SHORT TASK. Locate every line in the entries that contains the word "cluster" and copy each of those lines. Case counts.

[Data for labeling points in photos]

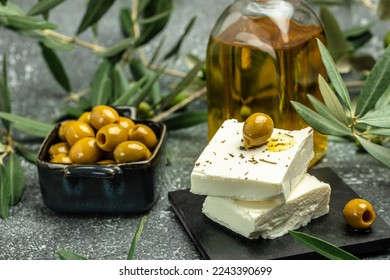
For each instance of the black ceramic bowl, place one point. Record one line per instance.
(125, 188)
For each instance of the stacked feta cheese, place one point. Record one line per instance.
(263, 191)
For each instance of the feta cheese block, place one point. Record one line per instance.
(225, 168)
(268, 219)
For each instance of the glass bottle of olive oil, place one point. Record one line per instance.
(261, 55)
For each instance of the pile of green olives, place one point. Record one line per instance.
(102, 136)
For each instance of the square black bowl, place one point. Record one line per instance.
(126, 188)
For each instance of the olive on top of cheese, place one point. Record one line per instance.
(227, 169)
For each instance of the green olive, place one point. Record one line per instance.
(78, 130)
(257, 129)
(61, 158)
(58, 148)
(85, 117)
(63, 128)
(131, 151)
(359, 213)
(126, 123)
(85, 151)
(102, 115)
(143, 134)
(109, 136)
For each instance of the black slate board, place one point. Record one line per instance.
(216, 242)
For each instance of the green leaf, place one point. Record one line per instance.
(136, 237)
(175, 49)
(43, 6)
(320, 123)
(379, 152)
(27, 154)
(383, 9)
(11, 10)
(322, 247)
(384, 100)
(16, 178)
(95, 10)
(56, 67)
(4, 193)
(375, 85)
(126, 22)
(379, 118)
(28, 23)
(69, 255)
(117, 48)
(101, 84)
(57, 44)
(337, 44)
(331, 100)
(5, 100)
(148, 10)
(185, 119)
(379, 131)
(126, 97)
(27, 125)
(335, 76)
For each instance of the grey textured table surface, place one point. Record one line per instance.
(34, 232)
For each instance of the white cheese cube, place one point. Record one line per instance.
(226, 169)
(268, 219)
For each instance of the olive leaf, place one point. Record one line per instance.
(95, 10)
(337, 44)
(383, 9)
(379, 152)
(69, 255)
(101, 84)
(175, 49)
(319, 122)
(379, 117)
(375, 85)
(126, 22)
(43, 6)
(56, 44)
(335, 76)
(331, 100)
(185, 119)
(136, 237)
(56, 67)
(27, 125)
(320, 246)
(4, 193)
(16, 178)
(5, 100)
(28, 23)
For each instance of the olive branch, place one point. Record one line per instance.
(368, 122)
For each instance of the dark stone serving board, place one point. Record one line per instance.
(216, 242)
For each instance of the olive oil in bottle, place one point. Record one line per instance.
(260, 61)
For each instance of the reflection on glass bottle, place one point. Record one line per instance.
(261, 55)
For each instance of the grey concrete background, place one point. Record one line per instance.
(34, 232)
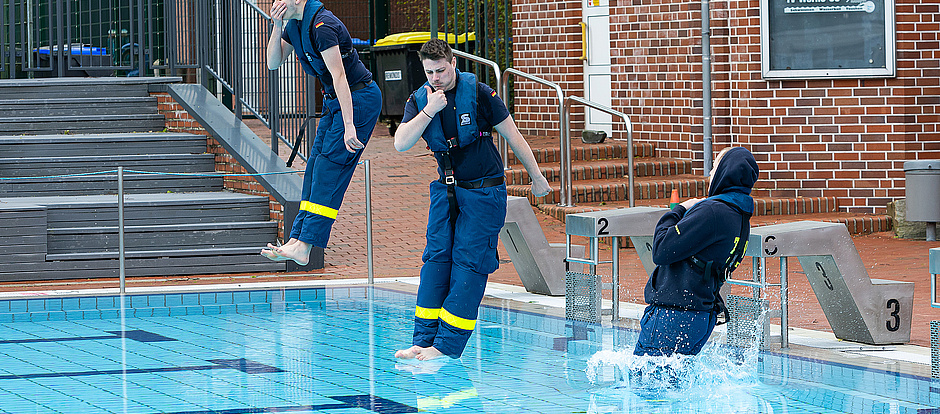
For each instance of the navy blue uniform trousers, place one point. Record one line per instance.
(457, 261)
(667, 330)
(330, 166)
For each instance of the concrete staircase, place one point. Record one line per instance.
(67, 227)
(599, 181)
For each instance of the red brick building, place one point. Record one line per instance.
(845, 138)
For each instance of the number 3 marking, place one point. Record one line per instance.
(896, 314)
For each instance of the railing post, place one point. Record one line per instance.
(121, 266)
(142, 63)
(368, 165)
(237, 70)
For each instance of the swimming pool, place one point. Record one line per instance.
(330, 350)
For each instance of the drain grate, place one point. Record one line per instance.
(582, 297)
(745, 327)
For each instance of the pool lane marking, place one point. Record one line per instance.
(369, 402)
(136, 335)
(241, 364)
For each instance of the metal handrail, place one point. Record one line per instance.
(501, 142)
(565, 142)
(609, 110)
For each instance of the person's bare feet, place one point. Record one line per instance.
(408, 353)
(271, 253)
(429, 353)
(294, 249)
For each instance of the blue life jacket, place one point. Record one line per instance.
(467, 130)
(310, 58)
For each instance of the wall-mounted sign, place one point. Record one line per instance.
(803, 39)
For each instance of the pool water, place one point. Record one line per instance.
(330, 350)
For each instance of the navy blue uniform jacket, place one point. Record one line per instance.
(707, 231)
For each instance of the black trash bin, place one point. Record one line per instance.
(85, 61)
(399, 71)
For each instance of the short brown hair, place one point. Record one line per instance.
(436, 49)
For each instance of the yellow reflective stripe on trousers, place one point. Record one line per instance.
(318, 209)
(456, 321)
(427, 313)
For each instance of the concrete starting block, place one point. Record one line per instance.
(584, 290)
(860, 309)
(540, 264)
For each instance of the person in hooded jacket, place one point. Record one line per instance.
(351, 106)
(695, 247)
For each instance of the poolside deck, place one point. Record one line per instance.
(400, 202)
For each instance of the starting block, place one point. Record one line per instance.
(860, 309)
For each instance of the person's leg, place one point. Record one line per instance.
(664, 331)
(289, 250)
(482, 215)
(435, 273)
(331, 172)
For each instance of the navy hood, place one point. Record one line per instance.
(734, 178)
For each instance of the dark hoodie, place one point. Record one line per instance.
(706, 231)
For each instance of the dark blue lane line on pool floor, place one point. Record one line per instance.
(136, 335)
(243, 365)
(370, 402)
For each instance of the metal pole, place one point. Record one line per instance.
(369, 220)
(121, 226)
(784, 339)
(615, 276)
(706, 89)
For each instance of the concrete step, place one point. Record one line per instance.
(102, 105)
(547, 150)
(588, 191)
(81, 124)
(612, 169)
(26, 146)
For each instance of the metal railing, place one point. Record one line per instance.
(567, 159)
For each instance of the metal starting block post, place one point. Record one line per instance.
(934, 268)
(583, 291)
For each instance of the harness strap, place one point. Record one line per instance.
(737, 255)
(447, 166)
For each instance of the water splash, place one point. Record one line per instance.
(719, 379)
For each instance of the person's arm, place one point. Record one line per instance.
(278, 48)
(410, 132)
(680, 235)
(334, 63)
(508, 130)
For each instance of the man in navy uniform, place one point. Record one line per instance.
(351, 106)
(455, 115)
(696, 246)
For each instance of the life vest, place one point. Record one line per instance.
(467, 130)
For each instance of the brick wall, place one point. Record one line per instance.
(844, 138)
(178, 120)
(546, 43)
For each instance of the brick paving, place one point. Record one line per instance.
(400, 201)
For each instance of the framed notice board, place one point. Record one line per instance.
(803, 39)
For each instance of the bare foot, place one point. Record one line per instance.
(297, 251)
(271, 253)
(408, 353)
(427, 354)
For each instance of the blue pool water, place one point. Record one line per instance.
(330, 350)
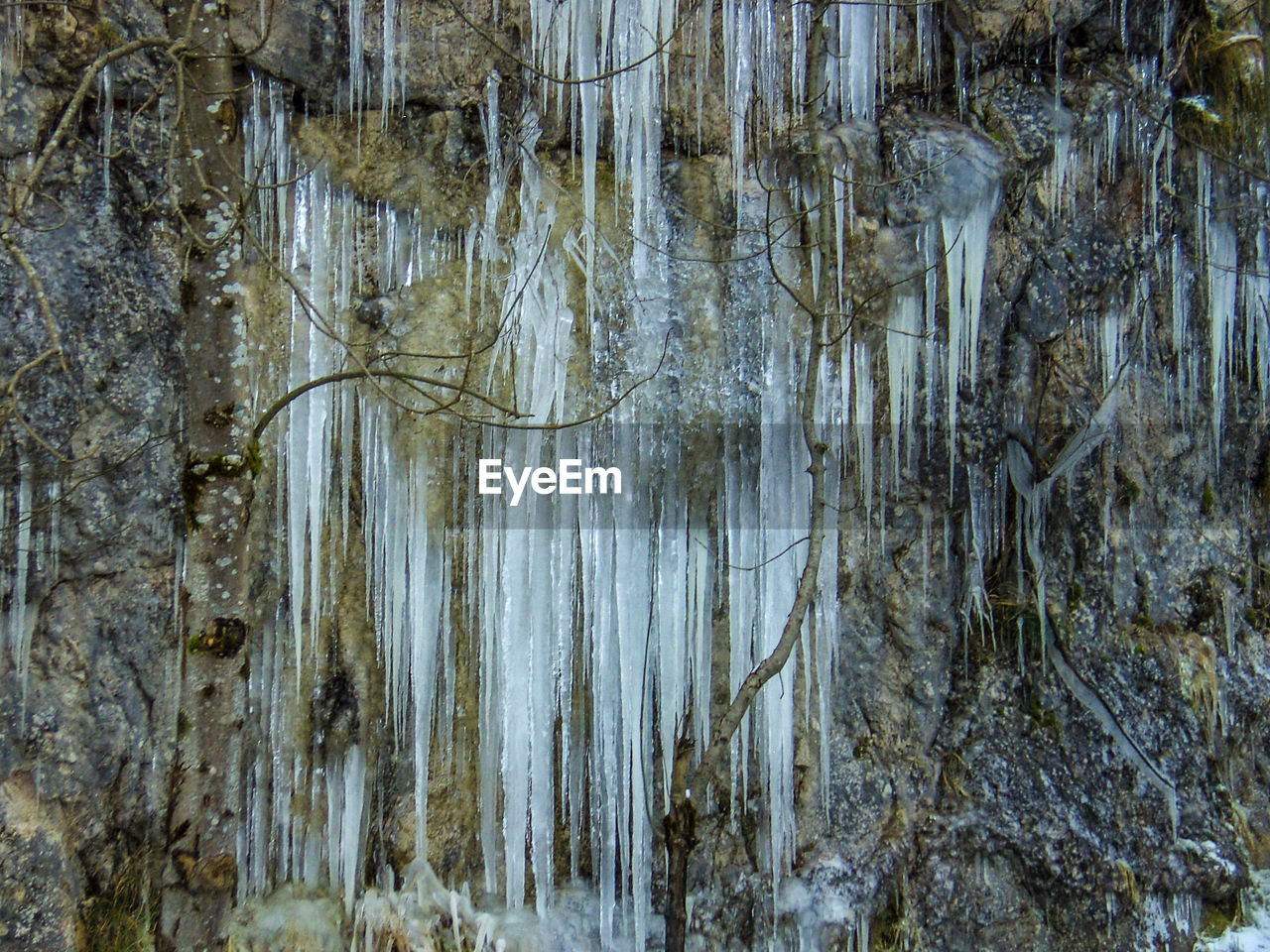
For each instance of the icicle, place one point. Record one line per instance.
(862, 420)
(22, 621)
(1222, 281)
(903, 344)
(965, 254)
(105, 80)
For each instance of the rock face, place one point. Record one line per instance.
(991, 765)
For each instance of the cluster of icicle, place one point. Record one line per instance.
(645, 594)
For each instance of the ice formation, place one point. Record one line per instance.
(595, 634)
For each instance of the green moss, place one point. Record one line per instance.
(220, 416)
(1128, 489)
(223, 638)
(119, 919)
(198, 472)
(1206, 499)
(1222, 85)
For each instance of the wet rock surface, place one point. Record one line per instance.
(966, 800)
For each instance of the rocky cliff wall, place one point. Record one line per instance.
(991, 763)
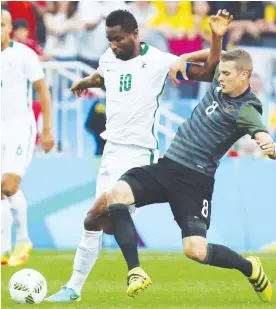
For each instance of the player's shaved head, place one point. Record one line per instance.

...

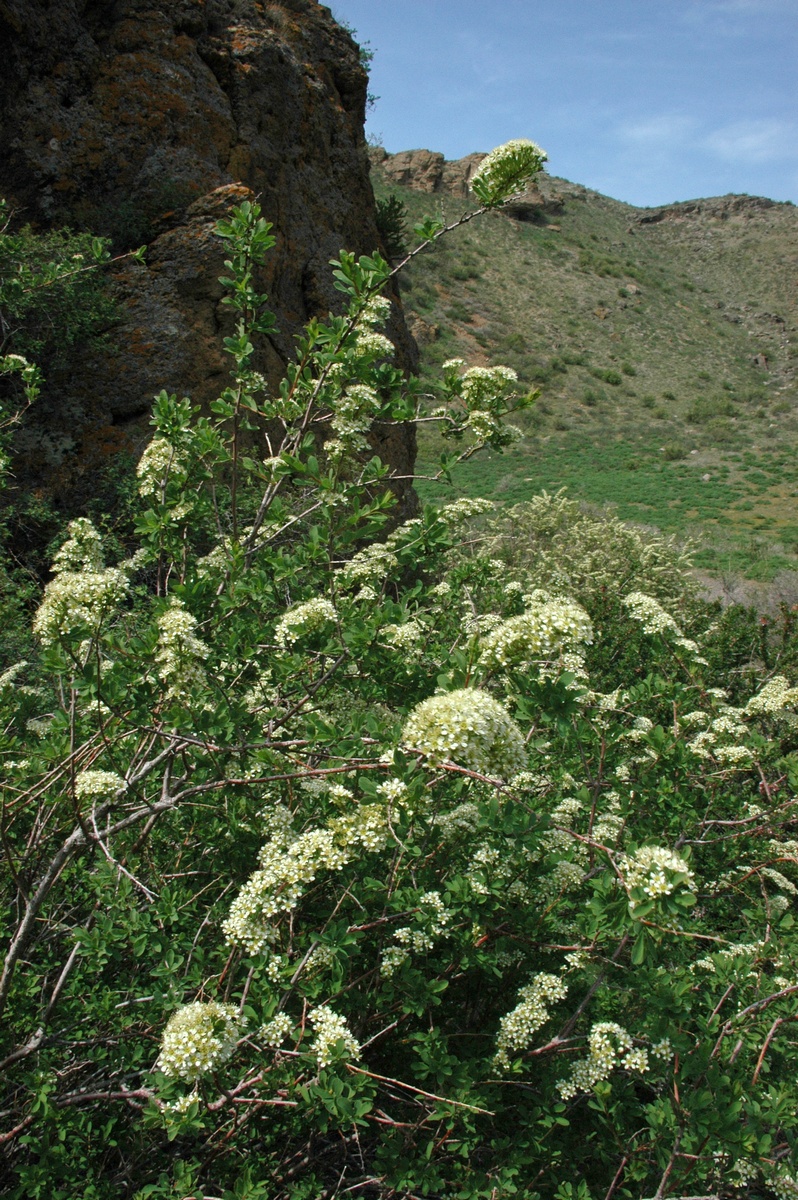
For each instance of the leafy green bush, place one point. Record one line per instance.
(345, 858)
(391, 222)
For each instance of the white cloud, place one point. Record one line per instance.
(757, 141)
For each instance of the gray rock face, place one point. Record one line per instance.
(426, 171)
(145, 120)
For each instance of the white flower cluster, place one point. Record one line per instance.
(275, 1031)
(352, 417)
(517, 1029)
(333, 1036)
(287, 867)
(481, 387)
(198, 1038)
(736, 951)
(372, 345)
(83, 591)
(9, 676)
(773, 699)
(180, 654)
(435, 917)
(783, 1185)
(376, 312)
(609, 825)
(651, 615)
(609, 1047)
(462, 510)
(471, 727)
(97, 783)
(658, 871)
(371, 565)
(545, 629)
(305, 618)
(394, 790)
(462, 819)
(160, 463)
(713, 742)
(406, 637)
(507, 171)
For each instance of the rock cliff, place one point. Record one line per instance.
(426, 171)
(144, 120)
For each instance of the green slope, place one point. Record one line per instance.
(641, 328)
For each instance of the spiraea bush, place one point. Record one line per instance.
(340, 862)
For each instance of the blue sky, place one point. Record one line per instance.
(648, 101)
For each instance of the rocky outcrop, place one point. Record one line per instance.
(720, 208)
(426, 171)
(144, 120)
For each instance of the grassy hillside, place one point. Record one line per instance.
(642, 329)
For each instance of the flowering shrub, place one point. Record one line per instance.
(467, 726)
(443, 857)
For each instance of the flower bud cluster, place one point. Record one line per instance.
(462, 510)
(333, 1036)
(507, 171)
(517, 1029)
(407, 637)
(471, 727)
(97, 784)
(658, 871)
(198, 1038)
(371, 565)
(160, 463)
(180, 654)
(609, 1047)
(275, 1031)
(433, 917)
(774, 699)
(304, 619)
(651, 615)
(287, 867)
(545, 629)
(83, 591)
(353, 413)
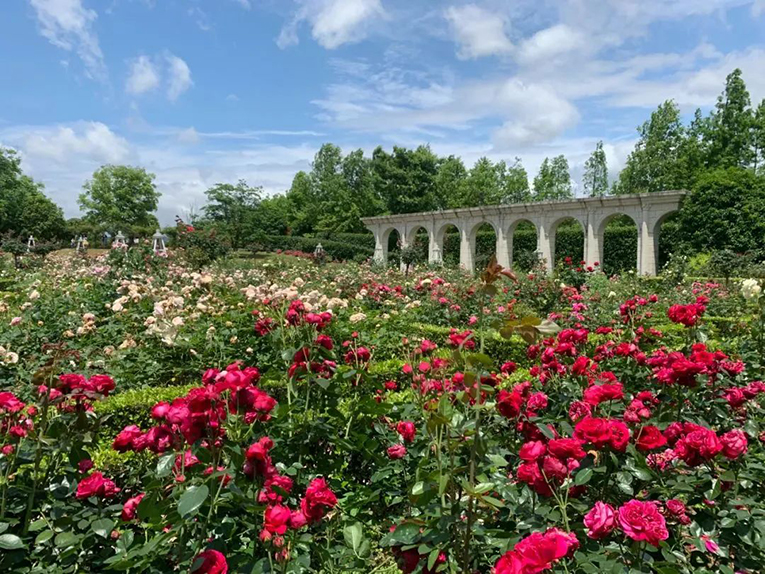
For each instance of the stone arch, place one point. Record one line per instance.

RESPONSE BELOW.
For each instance of the cluster of icicle, place one point. Record one line per instance.
For each instance of the white flower cluster, place one point. Record one line per instance.
For each instance of the flower bud cluster, place one point. Record one line per instance.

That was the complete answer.